:: SOURCE DOCUMENT ::

The cave contains about 1500 m3 or 220–260 m3 of ice, which stacks on the cave floor and the walls. The ice is decorated with stalagmites, stalactites and ice columns. It fills the deeper parts of the cave. This body of ice has been called a glacier.

Grotta del Gelo is not the only cave containing ice on Mount Etna; the Abisso del Ghiaccio ("Abyss of Ice") which formed in 1947 also contains ice deposits but is not accessible. Ice also forms in the Grotta del Lago lava cave above Grotta del Gelo, but it thaws during summer and is thus not perennial.

=== Ice changes ===
The ice within the cave began to form during the Maunder Minimum, within two decades from the formation of the cave – probably during the second half of the 17th century. The ice mass in the cave increased until the 1980s and then declined due to the combined effect of climate change and an eruption in 1981 which occurred close to the cave and changed its temperature regime. The shape of the ice body has also changed over time; at some time after the 1990s a gallery formed in the ice, which then disappeared again. A phase of increased ice volume during and after 2014 has been linked to heavy snowfall.

:::
:: SUPPLIED DATA ::

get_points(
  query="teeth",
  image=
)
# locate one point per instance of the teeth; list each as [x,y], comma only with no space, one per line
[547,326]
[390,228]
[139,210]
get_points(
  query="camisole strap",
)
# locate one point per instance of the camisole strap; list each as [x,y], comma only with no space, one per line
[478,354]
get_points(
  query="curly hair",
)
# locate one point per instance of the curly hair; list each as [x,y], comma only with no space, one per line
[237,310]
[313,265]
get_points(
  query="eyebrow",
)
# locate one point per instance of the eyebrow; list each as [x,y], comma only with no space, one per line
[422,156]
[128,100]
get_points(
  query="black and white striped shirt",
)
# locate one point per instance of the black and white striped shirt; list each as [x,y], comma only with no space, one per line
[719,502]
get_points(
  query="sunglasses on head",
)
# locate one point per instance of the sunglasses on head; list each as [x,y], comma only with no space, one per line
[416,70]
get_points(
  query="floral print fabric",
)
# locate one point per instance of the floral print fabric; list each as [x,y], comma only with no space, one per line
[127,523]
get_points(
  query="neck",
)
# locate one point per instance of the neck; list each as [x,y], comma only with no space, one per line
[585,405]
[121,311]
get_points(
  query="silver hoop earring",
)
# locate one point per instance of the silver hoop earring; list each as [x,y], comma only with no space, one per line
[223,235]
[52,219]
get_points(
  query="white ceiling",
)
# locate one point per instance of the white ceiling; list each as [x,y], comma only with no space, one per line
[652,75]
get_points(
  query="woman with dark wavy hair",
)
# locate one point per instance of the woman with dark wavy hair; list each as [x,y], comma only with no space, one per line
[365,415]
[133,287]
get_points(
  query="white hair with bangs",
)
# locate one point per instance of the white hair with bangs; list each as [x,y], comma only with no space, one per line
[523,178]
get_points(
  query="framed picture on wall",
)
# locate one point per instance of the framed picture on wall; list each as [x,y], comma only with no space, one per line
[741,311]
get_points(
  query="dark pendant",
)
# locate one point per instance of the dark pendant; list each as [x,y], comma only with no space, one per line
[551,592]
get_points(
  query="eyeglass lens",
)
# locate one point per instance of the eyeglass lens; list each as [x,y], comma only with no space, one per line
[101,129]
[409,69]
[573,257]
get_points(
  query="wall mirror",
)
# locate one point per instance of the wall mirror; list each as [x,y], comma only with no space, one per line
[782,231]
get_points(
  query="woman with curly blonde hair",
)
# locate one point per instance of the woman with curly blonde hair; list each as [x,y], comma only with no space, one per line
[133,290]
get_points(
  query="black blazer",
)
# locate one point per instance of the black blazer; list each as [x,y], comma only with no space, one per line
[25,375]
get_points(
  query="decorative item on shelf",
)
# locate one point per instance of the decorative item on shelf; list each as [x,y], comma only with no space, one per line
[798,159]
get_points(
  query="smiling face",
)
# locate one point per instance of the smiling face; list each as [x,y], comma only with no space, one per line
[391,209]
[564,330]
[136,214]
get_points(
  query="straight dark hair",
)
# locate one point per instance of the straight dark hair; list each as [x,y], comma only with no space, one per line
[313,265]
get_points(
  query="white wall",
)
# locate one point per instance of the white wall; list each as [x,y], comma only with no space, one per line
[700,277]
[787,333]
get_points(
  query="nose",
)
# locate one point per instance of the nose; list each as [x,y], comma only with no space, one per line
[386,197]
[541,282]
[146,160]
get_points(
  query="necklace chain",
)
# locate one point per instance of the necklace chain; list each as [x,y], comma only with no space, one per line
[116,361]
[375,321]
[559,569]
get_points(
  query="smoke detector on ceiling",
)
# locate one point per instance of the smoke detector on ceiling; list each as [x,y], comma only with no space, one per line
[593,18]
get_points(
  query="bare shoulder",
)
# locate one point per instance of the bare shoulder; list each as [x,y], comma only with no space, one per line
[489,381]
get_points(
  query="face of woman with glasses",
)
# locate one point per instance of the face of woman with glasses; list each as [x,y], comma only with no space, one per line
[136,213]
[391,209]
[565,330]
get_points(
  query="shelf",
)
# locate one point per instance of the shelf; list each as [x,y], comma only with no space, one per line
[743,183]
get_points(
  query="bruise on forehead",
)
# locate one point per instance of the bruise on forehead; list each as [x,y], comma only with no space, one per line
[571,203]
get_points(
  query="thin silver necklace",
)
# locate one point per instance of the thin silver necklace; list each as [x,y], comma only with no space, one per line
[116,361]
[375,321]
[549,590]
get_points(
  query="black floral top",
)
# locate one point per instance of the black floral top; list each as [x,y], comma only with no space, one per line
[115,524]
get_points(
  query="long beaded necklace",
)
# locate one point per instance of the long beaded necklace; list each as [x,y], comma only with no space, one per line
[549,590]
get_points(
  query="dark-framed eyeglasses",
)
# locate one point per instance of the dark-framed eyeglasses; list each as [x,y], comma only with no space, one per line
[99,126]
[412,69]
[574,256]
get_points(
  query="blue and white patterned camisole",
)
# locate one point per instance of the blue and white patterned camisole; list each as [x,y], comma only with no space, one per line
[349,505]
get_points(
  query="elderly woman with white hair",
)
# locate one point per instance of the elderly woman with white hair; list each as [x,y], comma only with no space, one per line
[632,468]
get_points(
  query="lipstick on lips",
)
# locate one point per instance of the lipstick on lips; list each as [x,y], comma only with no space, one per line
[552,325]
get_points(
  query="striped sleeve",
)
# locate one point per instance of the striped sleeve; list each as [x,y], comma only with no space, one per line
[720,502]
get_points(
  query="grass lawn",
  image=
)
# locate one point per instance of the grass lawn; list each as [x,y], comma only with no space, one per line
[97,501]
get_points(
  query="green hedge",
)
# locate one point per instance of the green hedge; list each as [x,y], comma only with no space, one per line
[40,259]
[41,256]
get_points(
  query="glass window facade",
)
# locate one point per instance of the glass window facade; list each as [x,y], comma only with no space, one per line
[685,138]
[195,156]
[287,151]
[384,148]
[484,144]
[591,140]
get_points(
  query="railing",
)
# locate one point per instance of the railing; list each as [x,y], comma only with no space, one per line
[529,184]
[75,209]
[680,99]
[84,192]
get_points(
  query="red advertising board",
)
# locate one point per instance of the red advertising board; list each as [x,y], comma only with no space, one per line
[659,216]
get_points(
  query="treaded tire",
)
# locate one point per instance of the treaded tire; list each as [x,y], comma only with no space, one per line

:::

BRIEF 1 - Please reproduce the stretch of the passage on Grotta del Gelo from "The cave contains" through "thus not perennial.".
BRIEF 2 - Decide whether each statement agrees with the passage on Grotta del Gelo, answering yes or no and quoting the words that settle it: (a) The ice that forms in Grotta del Lago lasts all year. (b) The Abisso del Ghiaccio formed in 1947. (c) An eruption in 1981 took place close to Grotta del Gelo.
BRIEF 3 - According to the passage on Grotta del Gelo, during what period did the ice in the cave begin to form?
The lines are separate material and are not part of the passage on Grotta del Gelo.

TASK SOLUTION 1 -
The cave contains about 1500 m3 or 220–260 m3 of ice, which stacks on the cave floor and the walls. The ice is decorated with stalagmites, stalactites and ice columns. It fills the deeper parts of the cave. This body of ice has been called a glacier.

Grotta del Gelo is not the only cave containing ice on Mount Etna; the Abisso del Ghiaccio ("Abyss of Ice") which formed in 1947 also contains ice deposits but is not accessible. Ice also forms in the Grotta del Lago lava cave above Grotta del Gelo, but it thaws during summer and is thus not perennial.

TASK SOLUTION 2 -
(a) No: "it thaws during summer and is thus not perennial."
(b) Yes: "the Abisso del Ghiaccio ("Abyss of Ice") which formed in 1947"
(c) Yes: "an eruption in 1981 which occurred close to the cave"

TASK SOLUTION 3 - During the Maunder Minimum, probably in the second half of the 17th century.